(DOCUMENT EXCERPT Opens)
Nov 28 2009

Conservative Hacks Continue to Beat Medical Malpractice Horse

Today’s Washington Times has a commentary post by a person who claims the title of “doctor,” Dr. Jason D. Fodeman.  I say that because the writer addresses the high costs of so-called “defensive medicine,” in a manner so robotic and lacking in humanity that it is difficult to believe such a person has devoted his life to healing people.

Whether a doctor, or just another conservative ghost writer, you know he’s a hack by the phrases he uses. In one modest post, we are charmed to see “tort mafia,” “jackpot justice” and, my favorite by far, “pesky lawyers.”  Do you suspect that this man of the healing arts might have a political agenda?

To sum up his point: doctors are forced to practice defensive medicine, distracting them from the more important things at hand, by amoral, parasitic trial lawyers who force them to cover themselves in anticipation of out-of-control medical malpractice suits.
(DOCUMENT EXCERPT Closes)
(GIVEN INFORMATION Opens)
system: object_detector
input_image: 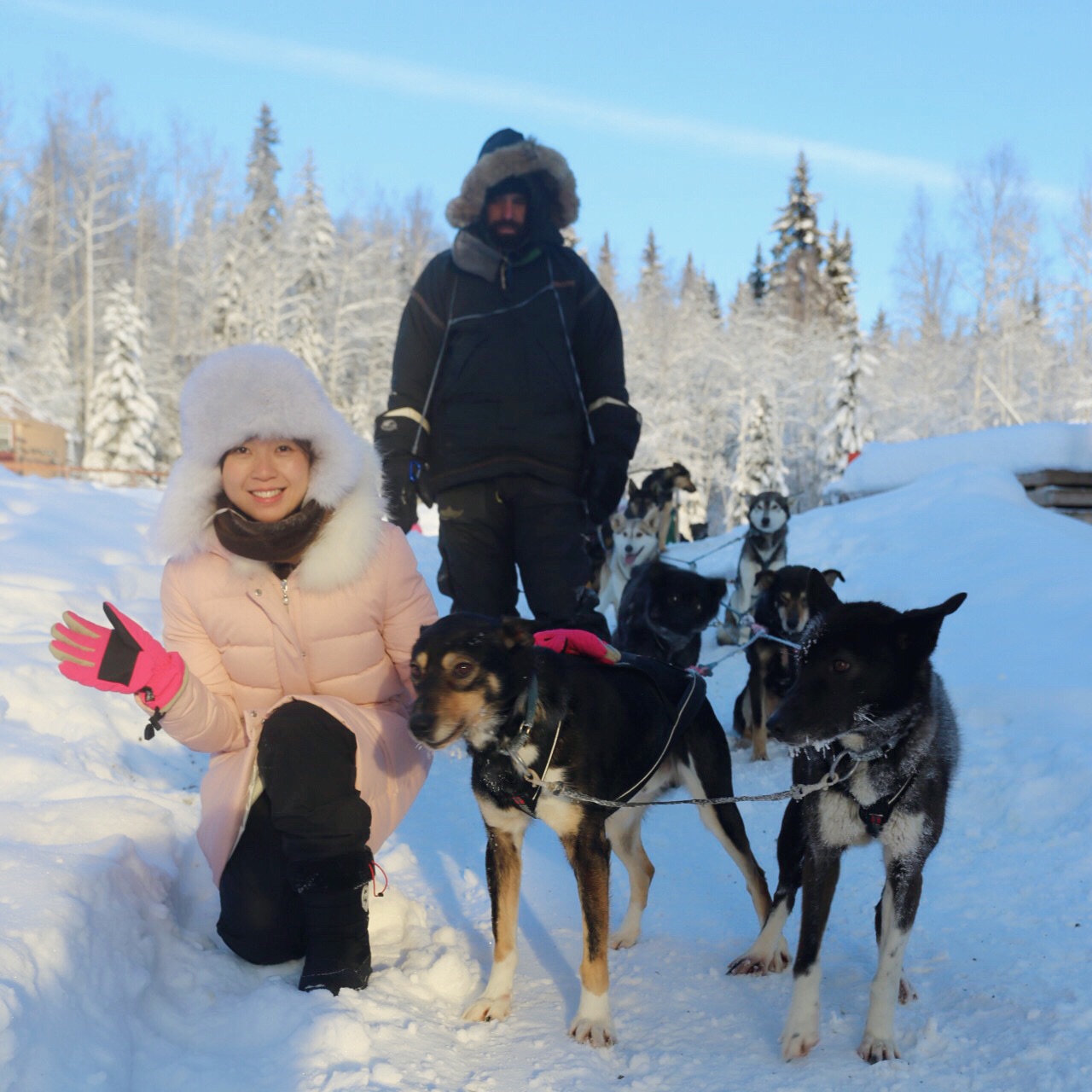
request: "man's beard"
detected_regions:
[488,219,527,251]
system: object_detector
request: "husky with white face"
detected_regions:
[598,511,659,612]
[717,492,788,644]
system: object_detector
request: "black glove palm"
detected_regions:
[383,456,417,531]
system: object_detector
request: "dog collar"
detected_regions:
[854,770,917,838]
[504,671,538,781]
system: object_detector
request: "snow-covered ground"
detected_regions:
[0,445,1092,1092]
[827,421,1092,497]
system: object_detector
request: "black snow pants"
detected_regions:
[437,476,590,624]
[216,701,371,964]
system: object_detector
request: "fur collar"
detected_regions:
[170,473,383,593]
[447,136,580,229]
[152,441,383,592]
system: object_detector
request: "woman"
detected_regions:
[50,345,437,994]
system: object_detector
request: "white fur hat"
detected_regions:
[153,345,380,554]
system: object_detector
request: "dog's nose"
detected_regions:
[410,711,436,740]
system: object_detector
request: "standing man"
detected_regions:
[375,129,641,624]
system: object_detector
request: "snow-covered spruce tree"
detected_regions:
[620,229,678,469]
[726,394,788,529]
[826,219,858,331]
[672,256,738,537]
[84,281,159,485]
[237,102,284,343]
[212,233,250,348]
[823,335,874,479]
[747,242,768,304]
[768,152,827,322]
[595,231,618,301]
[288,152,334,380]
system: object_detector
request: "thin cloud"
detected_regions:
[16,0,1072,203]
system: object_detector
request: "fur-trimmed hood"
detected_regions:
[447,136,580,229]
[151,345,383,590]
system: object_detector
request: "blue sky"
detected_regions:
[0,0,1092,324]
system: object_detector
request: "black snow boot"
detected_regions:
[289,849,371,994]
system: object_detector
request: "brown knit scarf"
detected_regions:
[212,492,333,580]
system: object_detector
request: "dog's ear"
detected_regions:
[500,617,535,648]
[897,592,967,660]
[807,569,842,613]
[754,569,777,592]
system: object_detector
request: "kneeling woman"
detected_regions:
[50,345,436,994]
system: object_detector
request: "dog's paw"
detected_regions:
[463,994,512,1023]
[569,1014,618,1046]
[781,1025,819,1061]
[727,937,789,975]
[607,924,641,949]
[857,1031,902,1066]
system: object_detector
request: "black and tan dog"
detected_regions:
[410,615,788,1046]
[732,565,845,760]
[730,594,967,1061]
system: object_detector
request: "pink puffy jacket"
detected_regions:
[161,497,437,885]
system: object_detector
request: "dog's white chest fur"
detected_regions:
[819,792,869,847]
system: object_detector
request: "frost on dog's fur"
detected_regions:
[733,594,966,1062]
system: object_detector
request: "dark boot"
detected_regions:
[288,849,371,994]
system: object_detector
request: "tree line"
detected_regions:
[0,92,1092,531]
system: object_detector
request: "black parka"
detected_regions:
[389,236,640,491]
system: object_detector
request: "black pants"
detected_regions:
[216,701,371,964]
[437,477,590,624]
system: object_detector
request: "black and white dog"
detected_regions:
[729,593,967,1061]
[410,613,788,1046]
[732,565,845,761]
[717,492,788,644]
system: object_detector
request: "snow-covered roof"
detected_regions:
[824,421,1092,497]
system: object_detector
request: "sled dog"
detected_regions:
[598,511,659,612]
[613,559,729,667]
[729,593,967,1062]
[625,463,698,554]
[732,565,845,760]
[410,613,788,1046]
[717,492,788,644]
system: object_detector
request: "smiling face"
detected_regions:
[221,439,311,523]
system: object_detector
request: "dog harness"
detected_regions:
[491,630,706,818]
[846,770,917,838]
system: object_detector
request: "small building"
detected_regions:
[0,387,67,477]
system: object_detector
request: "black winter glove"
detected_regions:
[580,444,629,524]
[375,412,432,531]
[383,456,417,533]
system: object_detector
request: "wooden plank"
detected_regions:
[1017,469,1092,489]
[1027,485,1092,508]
(GIVEN INFORMATION Closes)
■ PROBLEM DETAILS:
Answer these from the post on medical malpractice:
(a) Which newspaper carried the commentary the post discusses?
(b) Which of the commentary's phrases does the post call its favorite?
(c) In the post's summary of the commentary's point, what kind of medicine are doctors said to be forced to practice?

■ ANSWER FOR THE TASK:
(a) The Washington Times
(b) "pesky lawyers"
(c) Defensive medicine